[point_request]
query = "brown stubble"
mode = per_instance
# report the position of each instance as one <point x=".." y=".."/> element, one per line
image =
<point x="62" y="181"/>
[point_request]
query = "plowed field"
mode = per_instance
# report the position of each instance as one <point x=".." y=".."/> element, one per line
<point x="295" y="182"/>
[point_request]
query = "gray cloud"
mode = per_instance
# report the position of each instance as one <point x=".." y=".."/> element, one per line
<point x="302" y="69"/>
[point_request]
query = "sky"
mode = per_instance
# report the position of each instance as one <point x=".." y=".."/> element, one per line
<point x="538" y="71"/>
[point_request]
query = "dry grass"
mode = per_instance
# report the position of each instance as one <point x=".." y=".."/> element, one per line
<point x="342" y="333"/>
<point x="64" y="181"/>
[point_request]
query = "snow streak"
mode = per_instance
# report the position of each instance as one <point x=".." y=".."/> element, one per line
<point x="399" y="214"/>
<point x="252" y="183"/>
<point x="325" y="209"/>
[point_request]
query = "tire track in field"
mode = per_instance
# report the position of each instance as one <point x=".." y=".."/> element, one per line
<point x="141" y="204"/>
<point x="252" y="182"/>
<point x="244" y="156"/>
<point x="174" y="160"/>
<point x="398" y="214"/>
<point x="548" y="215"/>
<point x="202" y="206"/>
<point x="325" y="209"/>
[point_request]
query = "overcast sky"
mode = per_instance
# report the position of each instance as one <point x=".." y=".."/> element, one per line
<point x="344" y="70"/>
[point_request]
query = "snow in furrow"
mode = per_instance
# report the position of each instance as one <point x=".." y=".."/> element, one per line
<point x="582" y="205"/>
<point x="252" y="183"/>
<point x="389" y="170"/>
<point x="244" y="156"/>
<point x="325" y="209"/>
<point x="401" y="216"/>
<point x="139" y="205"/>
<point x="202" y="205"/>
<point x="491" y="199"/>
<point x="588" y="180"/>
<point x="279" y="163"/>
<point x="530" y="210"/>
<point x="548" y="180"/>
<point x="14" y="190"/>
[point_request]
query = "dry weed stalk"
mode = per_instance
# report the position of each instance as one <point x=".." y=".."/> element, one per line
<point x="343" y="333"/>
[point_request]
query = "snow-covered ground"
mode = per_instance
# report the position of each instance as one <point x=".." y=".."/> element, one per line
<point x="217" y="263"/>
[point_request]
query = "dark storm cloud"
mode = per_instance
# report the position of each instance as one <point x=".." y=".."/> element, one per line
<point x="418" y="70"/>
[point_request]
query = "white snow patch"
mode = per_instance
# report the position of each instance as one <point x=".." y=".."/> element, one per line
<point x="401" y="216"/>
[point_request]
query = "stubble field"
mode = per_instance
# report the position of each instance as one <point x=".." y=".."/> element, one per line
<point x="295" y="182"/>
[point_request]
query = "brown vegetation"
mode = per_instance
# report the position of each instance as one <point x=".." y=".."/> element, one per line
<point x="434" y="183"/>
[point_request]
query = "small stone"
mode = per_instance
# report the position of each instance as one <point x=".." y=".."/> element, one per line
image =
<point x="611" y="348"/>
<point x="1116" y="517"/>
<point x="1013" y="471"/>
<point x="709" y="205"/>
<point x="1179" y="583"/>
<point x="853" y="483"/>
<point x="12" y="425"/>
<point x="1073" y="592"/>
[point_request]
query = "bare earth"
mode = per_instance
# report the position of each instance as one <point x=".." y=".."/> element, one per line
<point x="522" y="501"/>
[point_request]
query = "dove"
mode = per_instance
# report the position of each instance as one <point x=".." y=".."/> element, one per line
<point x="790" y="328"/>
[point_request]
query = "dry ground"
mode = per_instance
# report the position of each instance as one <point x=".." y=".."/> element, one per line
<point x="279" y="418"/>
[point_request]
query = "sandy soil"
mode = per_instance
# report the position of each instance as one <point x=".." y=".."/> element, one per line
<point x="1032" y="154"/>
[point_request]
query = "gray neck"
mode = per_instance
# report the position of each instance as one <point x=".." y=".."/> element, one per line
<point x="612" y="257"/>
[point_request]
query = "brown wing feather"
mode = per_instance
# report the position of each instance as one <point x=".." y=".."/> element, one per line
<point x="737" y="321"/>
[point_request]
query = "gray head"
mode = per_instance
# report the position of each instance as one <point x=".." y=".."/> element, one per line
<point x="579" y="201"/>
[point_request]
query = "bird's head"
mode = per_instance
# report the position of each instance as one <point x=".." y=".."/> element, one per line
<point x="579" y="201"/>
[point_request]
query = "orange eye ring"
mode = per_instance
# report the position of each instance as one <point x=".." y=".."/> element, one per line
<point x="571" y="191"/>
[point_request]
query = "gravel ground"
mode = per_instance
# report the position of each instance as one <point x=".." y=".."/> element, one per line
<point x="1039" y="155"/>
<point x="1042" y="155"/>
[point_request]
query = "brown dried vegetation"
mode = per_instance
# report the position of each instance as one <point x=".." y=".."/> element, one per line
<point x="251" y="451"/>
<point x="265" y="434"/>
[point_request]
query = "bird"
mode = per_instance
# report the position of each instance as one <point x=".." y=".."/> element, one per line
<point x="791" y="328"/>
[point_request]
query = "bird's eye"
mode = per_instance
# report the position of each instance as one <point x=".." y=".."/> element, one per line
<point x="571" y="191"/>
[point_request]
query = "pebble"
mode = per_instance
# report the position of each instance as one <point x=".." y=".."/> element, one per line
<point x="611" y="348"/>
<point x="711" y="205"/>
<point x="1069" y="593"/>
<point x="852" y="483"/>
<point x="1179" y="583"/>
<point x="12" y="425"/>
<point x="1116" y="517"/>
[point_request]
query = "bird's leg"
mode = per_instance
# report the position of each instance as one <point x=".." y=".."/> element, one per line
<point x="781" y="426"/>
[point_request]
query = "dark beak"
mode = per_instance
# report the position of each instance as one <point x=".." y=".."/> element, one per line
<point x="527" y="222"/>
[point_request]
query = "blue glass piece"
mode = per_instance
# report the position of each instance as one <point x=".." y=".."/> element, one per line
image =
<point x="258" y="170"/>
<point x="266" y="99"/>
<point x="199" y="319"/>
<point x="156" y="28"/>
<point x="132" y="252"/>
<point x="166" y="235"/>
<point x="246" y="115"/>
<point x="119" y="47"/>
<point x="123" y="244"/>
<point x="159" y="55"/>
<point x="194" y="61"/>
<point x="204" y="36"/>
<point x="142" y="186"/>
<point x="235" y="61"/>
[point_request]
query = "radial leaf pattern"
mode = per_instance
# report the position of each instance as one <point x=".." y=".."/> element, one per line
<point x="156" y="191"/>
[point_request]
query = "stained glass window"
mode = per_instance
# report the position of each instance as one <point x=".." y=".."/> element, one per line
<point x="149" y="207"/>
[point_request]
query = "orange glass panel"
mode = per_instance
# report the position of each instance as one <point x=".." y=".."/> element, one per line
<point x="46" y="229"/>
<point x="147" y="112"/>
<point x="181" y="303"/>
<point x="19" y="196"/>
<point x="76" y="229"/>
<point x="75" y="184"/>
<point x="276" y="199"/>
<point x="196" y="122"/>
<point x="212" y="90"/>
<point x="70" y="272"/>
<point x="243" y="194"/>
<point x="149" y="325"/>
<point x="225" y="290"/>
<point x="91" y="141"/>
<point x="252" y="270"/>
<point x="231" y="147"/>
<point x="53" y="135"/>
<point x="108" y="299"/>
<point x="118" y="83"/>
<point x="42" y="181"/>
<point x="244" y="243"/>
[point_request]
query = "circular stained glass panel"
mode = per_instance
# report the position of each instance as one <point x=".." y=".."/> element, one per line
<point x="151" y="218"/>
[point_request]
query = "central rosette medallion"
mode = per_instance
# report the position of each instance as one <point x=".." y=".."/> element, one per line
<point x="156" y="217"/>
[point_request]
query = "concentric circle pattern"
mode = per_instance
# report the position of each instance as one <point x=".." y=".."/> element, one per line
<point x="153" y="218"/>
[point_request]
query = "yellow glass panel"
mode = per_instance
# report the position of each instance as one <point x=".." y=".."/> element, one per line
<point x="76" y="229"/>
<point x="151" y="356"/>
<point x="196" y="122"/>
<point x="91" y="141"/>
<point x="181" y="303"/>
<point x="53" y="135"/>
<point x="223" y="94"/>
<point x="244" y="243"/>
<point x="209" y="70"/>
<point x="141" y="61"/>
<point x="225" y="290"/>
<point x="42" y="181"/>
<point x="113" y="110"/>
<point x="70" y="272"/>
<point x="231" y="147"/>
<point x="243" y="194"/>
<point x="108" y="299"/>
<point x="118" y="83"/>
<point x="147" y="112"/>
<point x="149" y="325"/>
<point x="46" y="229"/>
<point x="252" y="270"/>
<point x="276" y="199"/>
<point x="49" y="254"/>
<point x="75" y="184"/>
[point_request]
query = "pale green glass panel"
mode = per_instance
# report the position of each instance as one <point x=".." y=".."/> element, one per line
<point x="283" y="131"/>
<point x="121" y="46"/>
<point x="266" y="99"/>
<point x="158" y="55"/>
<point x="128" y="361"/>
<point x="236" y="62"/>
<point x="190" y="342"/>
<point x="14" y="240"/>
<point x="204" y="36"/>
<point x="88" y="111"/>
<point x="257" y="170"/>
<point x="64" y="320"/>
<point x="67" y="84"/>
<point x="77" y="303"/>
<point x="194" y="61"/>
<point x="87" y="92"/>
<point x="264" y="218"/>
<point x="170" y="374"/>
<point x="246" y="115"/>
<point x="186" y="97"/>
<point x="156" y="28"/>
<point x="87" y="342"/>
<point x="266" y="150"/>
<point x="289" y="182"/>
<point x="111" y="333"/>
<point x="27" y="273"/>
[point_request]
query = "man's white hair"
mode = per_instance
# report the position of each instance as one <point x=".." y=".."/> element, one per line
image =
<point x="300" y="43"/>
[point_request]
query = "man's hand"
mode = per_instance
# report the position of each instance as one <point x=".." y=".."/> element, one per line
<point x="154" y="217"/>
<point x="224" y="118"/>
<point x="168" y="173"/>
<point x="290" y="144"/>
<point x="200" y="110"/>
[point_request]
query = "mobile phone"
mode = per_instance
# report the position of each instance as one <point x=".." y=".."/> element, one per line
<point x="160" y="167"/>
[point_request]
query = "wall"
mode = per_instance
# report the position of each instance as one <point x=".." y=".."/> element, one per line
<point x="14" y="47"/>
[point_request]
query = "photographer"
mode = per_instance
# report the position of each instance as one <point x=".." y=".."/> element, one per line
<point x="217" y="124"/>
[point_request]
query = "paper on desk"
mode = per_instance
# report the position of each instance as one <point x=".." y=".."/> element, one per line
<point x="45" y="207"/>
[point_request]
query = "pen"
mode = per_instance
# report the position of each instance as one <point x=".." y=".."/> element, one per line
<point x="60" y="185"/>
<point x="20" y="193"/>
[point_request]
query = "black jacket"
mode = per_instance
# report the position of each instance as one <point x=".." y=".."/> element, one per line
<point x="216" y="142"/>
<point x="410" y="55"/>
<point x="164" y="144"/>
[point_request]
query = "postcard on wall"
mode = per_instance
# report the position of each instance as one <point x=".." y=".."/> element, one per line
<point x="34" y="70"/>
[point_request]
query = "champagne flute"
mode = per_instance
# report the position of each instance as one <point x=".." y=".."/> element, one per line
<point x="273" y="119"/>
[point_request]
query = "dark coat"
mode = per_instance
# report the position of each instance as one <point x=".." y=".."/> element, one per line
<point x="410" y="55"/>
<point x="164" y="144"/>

*Aim*:
Count the lines in the listing above that contain the string "gray", and reply with only the number.

*Task response*:
3